__Text block__:
● ● ● ● ● ● ●

= Amphiphile =

Chemical compound with both hydrophilic and lipophilic properties

Phospholipids, such as this glycerophospholipid, have amphipathic character.

Cross-section view of the structures that can be formed by biological amphiphiles in aqueous solutions. Unlike this illustration, micelles are usually formed by non-biological, single-chain, amphiphiles, soaps or detergents, since it is difficult to fit two chains into this shape

In chemistry, an amphiphile (from Greek αμφις (amphis) 'both' and φιλíα (philia) 'love, friendship'), also referred to as an amphipath, is a dipolar chemical compound possessing both hydrophilic (water-loving, polar) and lipophilic (fat-loving, nonpolar) properties within the same molecule. Such compound is called amphiphilic or amphipathic. This dipolar characteristic implies the existence of different chemical groups forming spatially segregated regions with contrasting surface polarity. Amphiphilic compounds include surfactants, detergents, block copolymers, and Janus particles.

In aqueous solutions, amphiphiles are able to self-assemble to form a wide range of supramolecular structures, including micelles, lamellae, nanofibers, and biological membranes.

● ● ● ● ● ● ●

__Task instructions__: Copy the article on amphiphiles word for word, between "Cross-section view of" and "and Janus particles.", inclusive. Nothing in the listing matters for the work on this text.

__Recorded information__:

● ● ● ● ● ● ●

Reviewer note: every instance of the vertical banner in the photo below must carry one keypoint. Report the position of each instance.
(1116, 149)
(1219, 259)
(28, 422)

● ● ● ● ● ● ●

__Result of this exercise__:
Cross-section view of the structures that can be formed by biological amphiphiles in aqueous solutions. Unlike this illustration, micelles are usually formed by non-biological, single-chain, amphiphiles, soaps or detergents, since it is difficult to fit two chains into this shape

In chemistry, an amphiphile (from Greek αμφις (amphis) 'both' and φιλíα (philia) 'love, friendship'), also referred to as an amphipath, is a dipolar chemical compound possessing both hydrophilic (water-loving, polar) and lipophilic (fat-loving, nonpolar) properties within the same molecule. Such compound is called amphiphilic or amphipathic. This dipolar characteristic implies the existence of different chemical groups forming spatially segregated regions with contrasting surface polarity. Amphiphilic compounds include surfactants, detergents, block copolymers, and Janus particles.